§ **Set task**
Please lay out every line of the data below as a numbered list, skipping blank lines. Leave the pictures out.

§ **Records provided**
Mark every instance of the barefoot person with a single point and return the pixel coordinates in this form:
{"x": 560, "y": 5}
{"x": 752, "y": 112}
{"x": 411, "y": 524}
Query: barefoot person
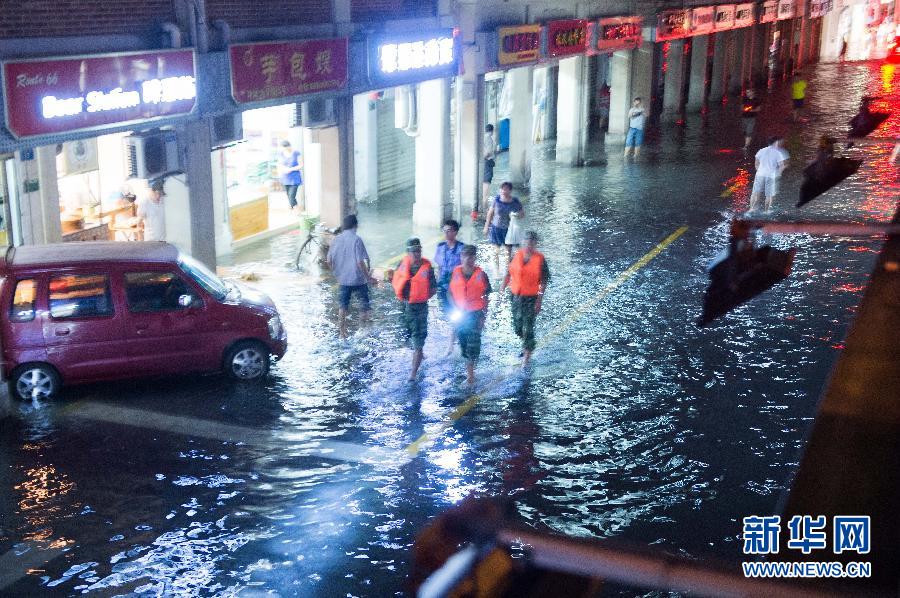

§ **Expected answer**
1. Mark every instance of the barefoot person with a single point and return the pixel coordinates in this form:
2. {"x": 560, "y": 5}
3. {"x": 752, "y": 112}
4. {"x": 411, "y": 524}
5. Query: barefoot person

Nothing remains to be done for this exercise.